**Directions**. Count the lines in the listing below that contain the string "window", with case counting, and give only that number.
++++ Supplied entries
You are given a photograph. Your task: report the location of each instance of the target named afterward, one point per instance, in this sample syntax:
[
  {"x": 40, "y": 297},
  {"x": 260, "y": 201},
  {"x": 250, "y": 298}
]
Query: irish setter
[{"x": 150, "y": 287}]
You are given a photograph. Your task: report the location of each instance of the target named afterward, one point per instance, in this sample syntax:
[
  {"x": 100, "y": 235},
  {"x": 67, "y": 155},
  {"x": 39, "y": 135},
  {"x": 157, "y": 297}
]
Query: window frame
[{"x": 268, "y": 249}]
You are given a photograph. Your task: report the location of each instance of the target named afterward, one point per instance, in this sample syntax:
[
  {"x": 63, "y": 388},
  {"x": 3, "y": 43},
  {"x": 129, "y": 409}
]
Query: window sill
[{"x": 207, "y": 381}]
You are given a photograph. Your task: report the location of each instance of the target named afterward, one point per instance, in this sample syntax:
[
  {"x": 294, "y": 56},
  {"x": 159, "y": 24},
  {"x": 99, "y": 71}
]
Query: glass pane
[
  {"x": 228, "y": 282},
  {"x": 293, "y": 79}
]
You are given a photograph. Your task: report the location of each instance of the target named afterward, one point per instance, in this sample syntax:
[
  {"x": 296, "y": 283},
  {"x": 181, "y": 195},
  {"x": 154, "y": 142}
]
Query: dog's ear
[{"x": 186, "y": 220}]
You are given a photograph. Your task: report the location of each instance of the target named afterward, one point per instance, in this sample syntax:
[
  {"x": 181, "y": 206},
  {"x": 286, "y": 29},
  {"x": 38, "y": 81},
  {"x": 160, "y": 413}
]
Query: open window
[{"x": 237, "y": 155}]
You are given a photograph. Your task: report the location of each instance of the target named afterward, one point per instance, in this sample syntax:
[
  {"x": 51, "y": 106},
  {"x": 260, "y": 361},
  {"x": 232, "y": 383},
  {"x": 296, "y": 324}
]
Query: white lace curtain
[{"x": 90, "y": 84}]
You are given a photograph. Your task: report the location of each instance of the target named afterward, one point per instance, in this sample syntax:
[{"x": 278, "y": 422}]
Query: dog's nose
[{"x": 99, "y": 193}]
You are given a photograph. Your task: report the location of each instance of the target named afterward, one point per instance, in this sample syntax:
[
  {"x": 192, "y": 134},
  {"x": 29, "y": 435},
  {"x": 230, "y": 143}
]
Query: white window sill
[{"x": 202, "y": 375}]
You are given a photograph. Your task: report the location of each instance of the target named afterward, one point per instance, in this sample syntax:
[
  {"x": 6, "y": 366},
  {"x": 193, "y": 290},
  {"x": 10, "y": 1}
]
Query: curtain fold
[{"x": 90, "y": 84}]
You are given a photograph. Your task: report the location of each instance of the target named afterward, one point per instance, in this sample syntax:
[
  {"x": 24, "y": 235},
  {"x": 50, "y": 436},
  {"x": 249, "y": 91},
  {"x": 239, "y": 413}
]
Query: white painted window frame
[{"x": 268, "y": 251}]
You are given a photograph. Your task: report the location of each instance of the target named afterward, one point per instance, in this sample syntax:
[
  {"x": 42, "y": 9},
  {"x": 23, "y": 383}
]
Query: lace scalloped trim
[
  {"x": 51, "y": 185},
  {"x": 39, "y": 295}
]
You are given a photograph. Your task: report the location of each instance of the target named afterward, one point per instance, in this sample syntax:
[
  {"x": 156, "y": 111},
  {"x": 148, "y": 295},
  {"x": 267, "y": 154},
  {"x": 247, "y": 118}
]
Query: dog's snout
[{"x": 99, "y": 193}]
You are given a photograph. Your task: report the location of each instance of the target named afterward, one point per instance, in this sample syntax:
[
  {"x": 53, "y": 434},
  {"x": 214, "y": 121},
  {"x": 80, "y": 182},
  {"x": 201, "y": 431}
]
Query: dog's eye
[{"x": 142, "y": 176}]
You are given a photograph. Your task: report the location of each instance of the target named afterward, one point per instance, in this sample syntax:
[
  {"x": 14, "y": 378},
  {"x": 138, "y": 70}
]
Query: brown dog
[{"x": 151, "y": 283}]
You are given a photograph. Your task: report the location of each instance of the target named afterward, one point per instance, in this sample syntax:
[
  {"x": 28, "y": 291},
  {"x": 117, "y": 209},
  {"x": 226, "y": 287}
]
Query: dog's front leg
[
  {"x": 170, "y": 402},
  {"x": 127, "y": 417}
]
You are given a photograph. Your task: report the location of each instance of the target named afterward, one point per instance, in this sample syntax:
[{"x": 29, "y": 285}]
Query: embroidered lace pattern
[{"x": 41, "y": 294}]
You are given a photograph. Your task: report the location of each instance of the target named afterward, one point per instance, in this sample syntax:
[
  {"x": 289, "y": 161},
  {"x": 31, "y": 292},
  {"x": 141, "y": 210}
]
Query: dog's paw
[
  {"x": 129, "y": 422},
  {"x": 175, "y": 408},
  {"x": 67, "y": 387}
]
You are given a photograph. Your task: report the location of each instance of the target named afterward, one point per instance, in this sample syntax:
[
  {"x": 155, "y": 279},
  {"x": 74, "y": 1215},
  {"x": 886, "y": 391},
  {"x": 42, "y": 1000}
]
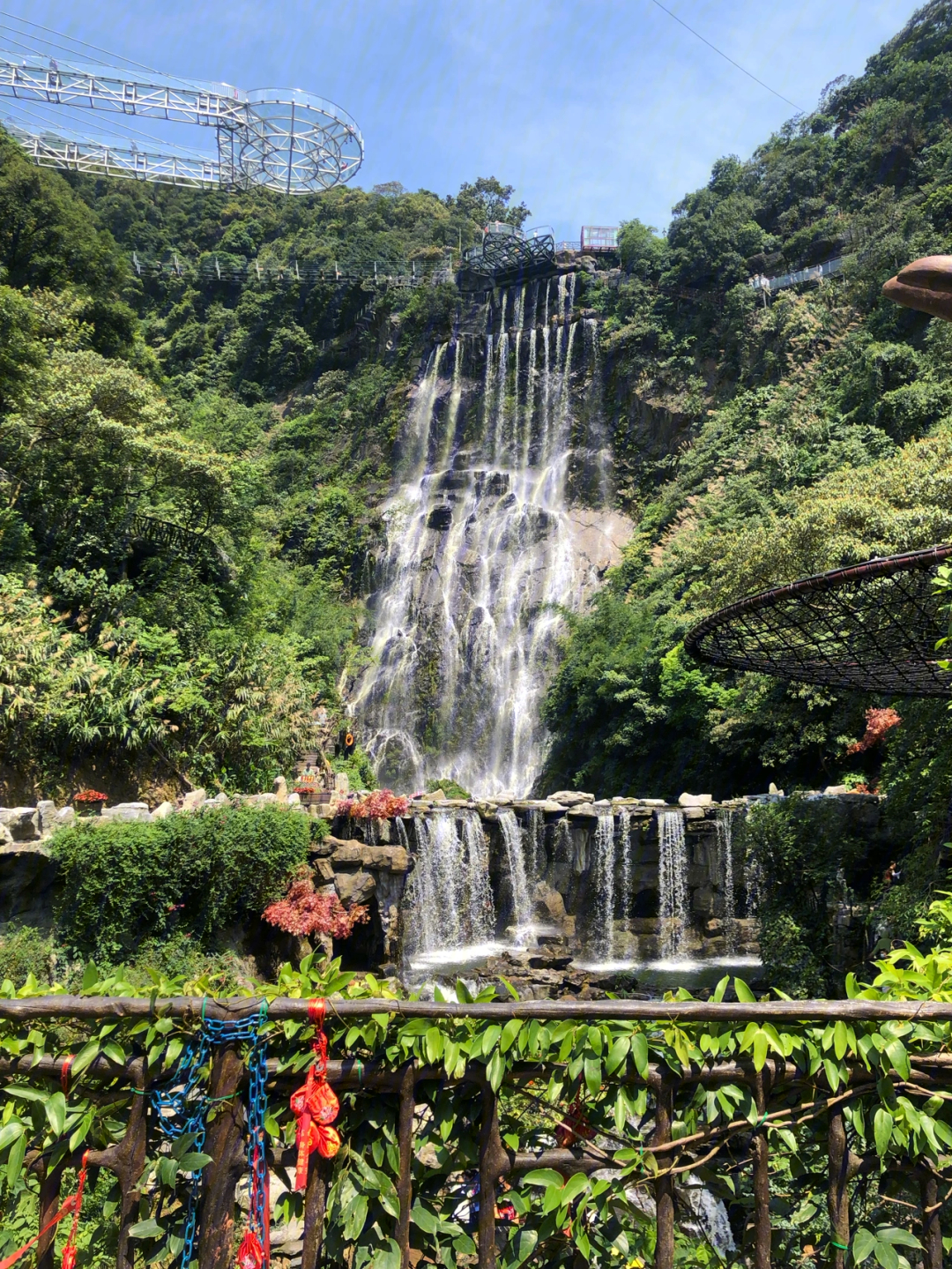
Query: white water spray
[
  {"x": 483, "y": 547},
  {"x": 672, "y": 882},
  {"x": 449, "y": 889},
  {"x": 521, "y": 904}
]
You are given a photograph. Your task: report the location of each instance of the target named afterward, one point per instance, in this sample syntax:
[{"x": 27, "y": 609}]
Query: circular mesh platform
[{"x": 871, "y": 627}]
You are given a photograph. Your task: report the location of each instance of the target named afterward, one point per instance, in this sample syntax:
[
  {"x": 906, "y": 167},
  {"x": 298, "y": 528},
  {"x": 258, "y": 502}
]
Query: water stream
[
  {"x": 449, "y": 895},
  {"x": 602, "y": 942},
  {"x": 500, "y": 515},
  {"x": 725, "y": 863},
  {"x": 672, "y": 882},
  {"x": 517, "y": 872}
]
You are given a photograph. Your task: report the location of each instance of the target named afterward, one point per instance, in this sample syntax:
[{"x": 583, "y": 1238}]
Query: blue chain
[{"x": 182, "y": 1107}]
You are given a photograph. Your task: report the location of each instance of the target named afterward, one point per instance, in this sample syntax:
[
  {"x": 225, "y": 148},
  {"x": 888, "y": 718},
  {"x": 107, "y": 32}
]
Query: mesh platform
[{"x": 871, "y": 627}]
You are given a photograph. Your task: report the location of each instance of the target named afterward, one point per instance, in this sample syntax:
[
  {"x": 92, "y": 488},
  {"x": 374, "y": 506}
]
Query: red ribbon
[
  {"x": 316, "y": 1104},
  {"x": 74, "y": 1203},
  {"x": 70, "y": 1249},
  {"x": 22, "y": 1251}
]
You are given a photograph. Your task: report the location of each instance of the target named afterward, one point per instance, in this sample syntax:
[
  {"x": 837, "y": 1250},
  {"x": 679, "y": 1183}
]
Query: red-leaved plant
[
  {"x": 303, "y": 911},
  {"x": 379, "y": 805},
  {"x": 877, "y": 723}
]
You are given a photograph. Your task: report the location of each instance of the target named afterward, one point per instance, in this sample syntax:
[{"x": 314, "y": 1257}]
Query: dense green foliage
[
  {"x": 602, "y": 1069},
  {"x": 816, "y": 882},
  {"x": 760, "y": 441},
  {"x": 182, "y": 561},
  {"x": 193, "y": 876}
]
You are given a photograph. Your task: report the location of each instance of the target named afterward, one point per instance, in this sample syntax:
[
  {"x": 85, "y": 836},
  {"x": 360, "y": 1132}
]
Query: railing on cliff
[{"x": 859, "y": 1087}]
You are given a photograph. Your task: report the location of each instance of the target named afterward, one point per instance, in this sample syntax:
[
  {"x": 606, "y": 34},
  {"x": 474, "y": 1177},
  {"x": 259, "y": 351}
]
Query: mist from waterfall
[
  {"x": 672, "y": 882},
  {"x": 485, "y": 543}
]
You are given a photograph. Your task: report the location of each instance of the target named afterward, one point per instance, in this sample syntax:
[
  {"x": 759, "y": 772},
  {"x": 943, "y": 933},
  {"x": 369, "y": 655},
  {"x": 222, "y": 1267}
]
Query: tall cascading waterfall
[
  {"x": 449, "y": 889},
  {"x": 602, "y": 939},
  {"x": 624, "y": 835},
  {"x": 725, "y": 862},
  {"x": 672, "y": 881},
  {"x": 500, "y": 517},
  {"x": 517, "y": 872}
]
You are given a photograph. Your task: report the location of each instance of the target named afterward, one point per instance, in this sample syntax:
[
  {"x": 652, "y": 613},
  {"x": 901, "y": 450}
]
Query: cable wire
[
  {"x": 113, "y": 57},
  {"x": 55, "y": 124},
  {"x": 720, "y": 54}
]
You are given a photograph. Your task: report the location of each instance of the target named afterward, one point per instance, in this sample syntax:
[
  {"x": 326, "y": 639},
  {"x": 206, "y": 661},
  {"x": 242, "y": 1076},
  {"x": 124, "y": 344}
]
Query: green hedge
[{"x": 122, "y": 884}]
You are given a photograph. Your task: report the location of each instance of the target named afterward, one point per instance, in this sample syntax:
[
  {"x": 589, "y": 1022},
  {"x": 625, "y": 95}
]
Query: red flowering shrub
[
  {"x": 379, "y": 805},
  {"x": 877, "y": 723},
  {"x": 303, "y": 911}
]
++++++++
**Response**. 5